Express every line of the records below as a JSON list of strings, one string per line, skipping blank lines.

Stored dataset items:
....................
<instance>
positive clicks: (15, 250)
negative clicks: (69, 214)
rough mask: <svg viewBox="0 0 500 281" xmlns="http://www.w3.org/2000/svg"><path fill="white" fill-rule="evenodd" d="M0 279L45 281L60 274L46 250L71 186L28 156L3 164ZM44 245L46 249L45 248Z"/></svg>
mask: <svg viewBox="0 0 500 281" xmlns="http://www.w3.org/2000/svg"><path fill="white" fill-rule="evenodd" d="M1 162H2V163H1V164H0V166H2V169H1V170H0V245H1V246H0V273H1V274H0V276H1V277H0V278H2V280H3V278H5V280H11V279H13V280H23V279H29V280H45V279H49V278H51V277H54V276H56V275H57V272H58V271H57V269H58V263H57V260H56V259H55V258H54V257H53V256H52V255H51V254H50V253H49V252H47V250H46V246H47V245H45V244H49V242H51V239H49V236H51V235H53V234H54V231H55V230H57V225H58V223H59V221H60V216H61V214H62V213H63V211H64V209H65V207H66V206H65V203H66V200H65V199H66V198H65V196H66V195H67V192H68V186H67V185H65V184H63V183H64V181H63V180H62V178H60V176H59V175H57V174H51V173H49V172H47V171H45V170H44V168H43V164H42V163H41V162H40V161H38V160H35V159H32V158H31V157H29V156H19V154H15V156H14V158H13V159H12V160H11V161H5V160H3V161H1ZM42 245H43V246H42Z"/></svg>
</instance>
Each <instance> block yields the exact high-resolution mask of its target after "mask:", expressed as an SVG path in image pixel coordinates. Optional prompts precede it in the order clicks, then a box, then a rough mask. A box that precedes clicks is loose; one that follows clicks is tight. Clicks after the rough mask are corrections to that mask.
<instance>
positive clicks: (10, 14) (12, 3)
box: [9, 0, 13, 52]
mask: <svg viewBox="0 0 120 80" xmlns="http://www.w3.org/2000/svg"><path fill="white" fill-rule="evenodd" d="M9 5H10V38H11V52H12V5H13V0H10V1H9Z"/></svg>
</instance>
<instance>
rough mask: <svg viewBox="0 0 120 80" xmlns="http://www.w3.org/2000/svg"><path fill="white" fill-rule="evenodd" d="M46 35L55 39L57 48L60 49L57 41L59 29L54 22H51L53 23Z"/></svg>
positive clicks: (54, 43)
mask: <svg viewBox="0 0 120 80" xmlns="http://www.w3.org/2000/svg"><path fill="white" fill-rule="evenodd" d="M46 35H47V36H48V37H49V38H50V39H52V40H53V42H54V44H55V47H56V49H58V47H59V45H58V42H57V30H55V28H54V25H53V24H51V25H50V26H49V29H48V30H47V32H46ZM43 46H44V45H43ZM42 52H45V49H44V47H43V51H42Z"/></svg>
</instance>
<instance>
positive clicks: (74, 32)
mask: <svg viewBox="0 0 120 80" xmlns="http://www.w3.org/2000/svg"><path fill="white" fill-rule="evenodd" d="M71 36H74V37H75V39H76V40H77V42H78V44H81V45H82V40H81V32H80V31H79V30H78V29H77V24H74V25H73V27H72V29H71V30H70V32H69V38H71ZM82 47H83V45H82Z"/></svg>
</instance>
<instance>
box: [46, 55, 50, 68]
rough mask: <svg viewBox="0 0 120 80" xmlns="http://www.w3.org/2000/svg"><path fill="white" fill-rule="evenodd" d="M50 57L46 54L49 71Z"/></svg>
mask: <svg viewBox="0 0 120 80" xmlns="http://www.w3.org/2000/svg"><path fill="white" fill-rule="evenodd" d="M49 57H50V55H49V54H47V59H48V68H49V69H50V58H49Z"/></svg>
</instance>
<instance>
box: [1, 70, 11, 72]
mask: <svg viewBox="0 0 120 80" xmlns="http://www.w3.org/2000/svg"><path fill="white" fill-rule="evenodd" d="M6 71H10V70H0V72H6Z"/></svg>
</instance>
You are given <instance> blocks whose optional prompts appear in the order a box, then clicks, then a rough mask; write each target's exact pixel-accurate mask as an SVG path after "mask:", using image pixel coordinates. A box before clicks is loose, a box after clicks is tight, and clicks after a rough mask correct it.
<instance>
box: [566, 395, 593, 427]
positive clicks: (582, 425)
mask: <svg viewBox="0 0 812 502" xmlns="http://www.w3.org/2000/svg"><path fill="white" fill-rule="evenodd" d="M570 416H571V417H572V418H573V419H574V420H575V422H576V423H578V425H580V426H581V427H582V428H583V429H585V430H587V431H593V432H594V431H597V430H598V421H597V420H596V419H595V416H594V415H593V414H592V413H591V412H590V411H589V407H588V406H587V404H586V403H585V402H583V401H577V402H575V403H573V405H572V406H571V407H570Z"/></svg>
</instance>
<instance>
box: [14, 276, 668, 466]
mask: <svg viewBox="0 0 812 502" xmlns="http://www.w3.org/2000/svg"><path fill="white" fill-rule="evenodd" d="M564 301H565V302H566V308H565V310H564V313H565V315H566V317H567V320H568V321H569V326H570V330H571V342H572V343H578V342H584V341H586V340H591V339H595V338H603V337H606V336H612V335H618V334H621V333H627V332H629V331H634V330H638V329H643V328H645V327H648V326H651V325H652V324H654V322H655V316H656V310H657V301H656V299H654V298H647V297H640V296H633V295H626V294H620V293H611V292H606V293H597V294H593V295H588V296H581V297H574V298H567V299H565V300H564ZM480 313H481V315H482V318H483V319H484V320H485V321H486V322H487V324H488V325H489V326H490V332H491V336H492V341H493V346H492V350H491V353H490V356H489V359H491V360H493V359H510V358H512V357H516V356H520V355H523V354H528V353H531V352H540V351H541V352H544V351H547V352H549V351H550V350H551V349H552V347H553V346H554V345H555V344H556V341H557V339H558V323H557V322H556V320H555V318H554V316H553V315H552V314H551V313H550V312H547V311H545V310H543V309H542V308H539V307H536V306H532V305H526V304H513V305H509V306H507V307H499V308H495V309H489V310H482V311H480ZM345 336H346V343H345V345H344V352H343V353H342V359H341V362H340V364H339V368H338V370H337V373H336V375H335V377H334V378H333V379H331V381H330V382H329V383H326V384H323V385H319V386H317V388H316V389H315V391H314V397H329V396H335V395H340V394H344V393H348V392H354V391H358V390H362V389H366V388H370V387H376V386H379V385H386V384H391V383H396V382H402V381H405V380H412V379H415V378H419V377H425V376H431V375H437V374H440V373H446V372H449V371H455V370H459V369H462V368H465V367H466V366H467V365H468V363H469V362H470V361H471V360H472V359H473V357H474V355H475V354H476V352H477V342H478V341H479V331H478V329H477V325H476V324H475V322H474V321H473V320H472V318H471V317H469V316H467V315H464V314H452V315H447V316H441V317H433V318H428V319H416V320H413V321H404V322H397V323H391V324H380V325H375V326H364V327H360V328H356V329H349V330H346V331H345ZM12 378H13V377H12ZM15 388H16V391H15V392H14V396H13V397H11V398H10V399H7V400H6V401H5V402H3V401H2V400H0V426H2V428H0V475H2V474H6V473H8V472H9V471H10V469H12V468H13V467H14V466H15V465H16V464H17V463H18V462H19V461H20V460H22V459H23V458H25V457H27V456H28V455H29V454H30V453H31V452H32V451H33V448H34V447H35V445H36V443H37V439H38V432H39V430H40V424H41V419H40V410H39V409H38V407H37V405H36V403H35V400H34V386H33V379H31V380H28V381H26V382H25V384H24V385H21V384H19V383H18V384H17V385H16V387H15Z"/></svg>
....................
Exercise solution |
[
  "<instance>",
  "positive clicks: (15, 250)",
  "negative clicks: (69, 214)",
  "rough mask: <svg viewBox=\"0 0 500 281\" xmlns=\"http://www.w3.org/2000/svg\"><path fill=\"white\" fill-rule=\"evenodd\" d=\"M0 279L45 281L60 274L46 250L71 186L28 156L3 164ZM44 245L46 249L45 248Z\"/></svg>",
  "mask: <svg viewBox=\"0 0 500 281\" xmlns=\"http://www.w3.org/2000/svg\"><path fill=\"white\" fill-rule=\"evenodd\" d=\"M1 162H2V163H1V164H0V166H2V169H1V170H0V245H1V246H0V273H1V274H0V276H1V277H0V278H2V280H3V278H5V280H11V279H13V280H23V279H29V280H45V279H49V278H51V277H54V276H56V275H57V272H58V271H57V269H58V263H57V260H56V259H55V258H54V257H53V256H52V255H51V254H50V253H49V252H47V250H46V246H47V245H45V244H49V242H51V239H49V236H51V235H53V234H54V231H55V230H57V225H58V223H59V221H60V216H61V214H62V213H63V211H64V209H65V207H66V206H65V203H66V200H65V199H66V198H65V196H66V195H67V192H68V186H67V185H65V184H63V183H64V181H63V180H62V178H60V176H59V175H57V174H51V173H49V172H47V171H45V170H44V168H43V164H42V163H41V162H40V161H38V160H35V159H32V158H31V157H29V156H19V154H15V156H14V158H13V159H12V160H11V161H5V160H3V161H1ZM42 245H43V246H42Z\"/></svg>",
  "</instance>",
  "Each <instance> block yields the exact high-resolution mask of its target after \"mask:\", expressed as an SVG path in image pixel coordinates. Optional prompts precede it in the order clicks, then a box, then a rough mask. A box that precedes clicks is loose; one that follows clicks is tight. Clicks after the rough mask are corrections to that mask.",
  "<instance>",
  "positive clicks: (10, 14) (12, 3)",
  "box: [9, 0, 13, 52]",
  "mask: <svg viewBox=\"0 0 120 80\" xmlns=\"http://www.w3.org/2000/svg\"><path fill=\"white\" fill-rule=\"evenodd\" d=\"M9 5H10V38H11V52H12V5H13V0H10V1H9Z\"/></svg>",
  "</instance>",
  "<instance>",
  "rough mask: <svg viewBox=\"0 0 120 80\" xmlns=\"http://www.w3.org/2000/svg\"><path fill=\"white\" fill-rule=\"evenodd\" d=\"M46 35L55 39L57 48L60 49L57 41L59 29L54 22H51L53 23Z\"/></svg>",
  "positive clicks: (54, 43)",
  "mask: <svg viewBox=\"0 0 120 80\" xmlns=\"http://www.w3.org/2000/svg\"><path fill=\"white\" fill-rule=\"evenodd\" d=\"M46 35H47V36H48V37H49V38H50V39H52V40H53V42H54V44H55V47H56V49H58V47H59V45H58V42H57V30H55V28H54V25H53V24H51V25H50V26H49V29H48V30H47V32H46ZM43 46H44V45H43ZM42 52H45V49H44V47H43V51H42Z\"/></svg>",
  "</instance>",
  "<instance>",
  "positive clicks: (74, 32)",
  "mask: <svg viewBox=\"0 0 120 80\" xmlns=\"http://www.w3.org/2000/svg\"><path fill=\"white\" fill-rule=\"evenodd\" d=\"M71 36H74V37H75V39H76V40H77V42H78V44H81V45H82V40H81V32H80V31H79V30H78V29H77V24H74V25H73V27H72V29H71V30H70V32H69V38H71ZM82 47H83V45H82Z\"/></svg>",
  "</instance>",
  "<instance>",
  "box: [46, 55, 50, 68]",
  "rough mask: <svg viewBox=\"0 0 120 80\" xmlns=\"http://www.w3.org/2000/svg\"><path fill=\"white\" fill-rule=\"evenodd\" d=\"M50 57L46 54L49 71Z\"/></svg>",
  "mask: <svg viewBox=\"0 0 120 80\" xmlns=\"http://www.w3.org/2000/svg\"><path fill=\"white\" fill-rule=\"evenodd\" d=\"M49 57H50V55H49V54H47V59H48V68H49V69H50V58H49Z\"/></svg>",
  "</instance>",
  "<instance>",
  "box: [1, 70, 11, 72]",
  "mask: <svg viewBox=\"0 0 120 80\" xmlns=\"http://www.w3.org/2000/svg\"><path fill=\"white\" fill-rule=\"evenodd\" d=\"M6 71H10V70H0V72H6Z\"/></svg>",
  "</instance>",
  "You are given <instance> blocks whose optional prompts appear in the order a box, then clicks, then a rough mask; write each target's exact pixel-accurate mask as an SVG path after \"mask:\", using image pixel coordinates. A box before clicks is loose, a box after clicks is tight, and clicks after a rough mask correct it.",
  "<instance>",
  "box: [566, 395, 593, 427]",
  "positive clicks: (582, 425)",
  "mask: <svg viewBox=\"0 0 812 502\" xmlns=\"http://www.w3.org/2000/svg\"><path fill=\"white\" fill-rule=\"evenodd\" d=\"M570 416H571V417H572V418H573V419H574V420H575V422H576V423H578V425H580V426H581V427H582V428H583V429H585V430H587V431H593V432H594V431H597V430H598V421H597V420H596V419H595V416H594V415H593V414H592V413H591V412H590V411H589V407H588V406H587V404H586V403H585V402H583V401H577V402H575V403H573V405H572V406H571V407H570Z\"/></svg>",
  "</instance>",
  "<instance>",
  "box: [14, 276, 668, 466]",
  "mask: <svg viewBox=\"0 0 812 502\" xmlns=\"http://www.w3.org/2000/svg\"><path fill=\"white\" fill-rule=\"evenodd\" d=\"M564 301H565V302H566V308H565V310H564V313H565V315H566V317H567V320H568V321H569V326H570V330H571V342H572V343H578V342H584V341H586V340H591V339H595V338H603V337H606V336H612V335H618V334H621V333H627V332H629V331H634V330H638V329H643V328H645V327H648V326H651V325H652V324H654V322H655V316H656V310H657V301H656V299H654V298H647V297H640V296H633V295H626V294H620V293H611V292H606V293H597V294H593V295H588V296H581V297H574V298H567V299H565V300H564ZM480 313H481V315H482V318H483V319H484V320H485V321H486V322H487V324H488V325H489V326H490V332H491V336H492V341H493V346H492V350H491V353H490V356H489V359H491V360H493V359H510V358H512V357H516V356H520V355H523V354H528V353H531V352H540V351H541V352H544V351H547V352H549V351H550V350H551V349H552V347H553V346H554V345H555V344H556V341H557V339H558V323H557V322H556V320H555V318H554V316H553V315H552V314H551V313H550V312H547V311H545V310H543V309H542V308H539V307H536V306H532V305H526V304H513V305H509V306H507V307H499V308H495V309H489V310H482V311H480ZM345 336H346V343H345V345H344V352H343V353H342V359H341V362H340V364H339V368H338V370H337V373H336V375H335V377H334V378H333V379H331V381H330V382H329V383H326V384H323V385H319V386H317V388H316V389H315V391H314V397H329V396H335V395H340V394H344V393H348V392H354V391H358V390H362V389H366V388H370V387H376V386H379V385H386V384H391V383H396V382H402V381H405V380H412V379H415V378H419V377H425V376H431V375H437V374H440V373H446V372H449V371H455V370H459V369H462V368H465V367H466V366H467V365H468V363H469V362H470V361H471V360H472V359H473V357H474V355H475V354H476V352H477V342H478V341H479V331H478V329H477V325H476V324H475V322H474V321H473V320H472V318H471V317H469V316H467V315H464V314H452V315H447V316H441V317H433V318H428V319H416V320H413V321H404V322H397V323H391V324H380V325H375V326H364V327H360V328H356V329H349V330H346V331H345ZM12 378H13V377H12ZM15 388H16V391H15V392H14V396H13V397H11V398H10V399H7V400H6V401H5V402H3V401H2V400H0V426H2V428H0V475H2V474H6V473H8V472H9V471H10V469H12V468H13V467H14V466H15V465H16V464H17V463H18V462H19V461H20V460H22V459H23V458H25V457H27V456H28V455H29V454H30V453H31V452H32V451H33V448H34V447H35V445H36V443H37V439H38V432H39V430H40V424H41V419H40V410H39V409H38V407H37V405H36V403H35V400H34V386H33V379H31V380H28V381H26V382H25V384H24V385H21V384H19V383H18V384H17V385H16V387H15Z\"/></svg>"
]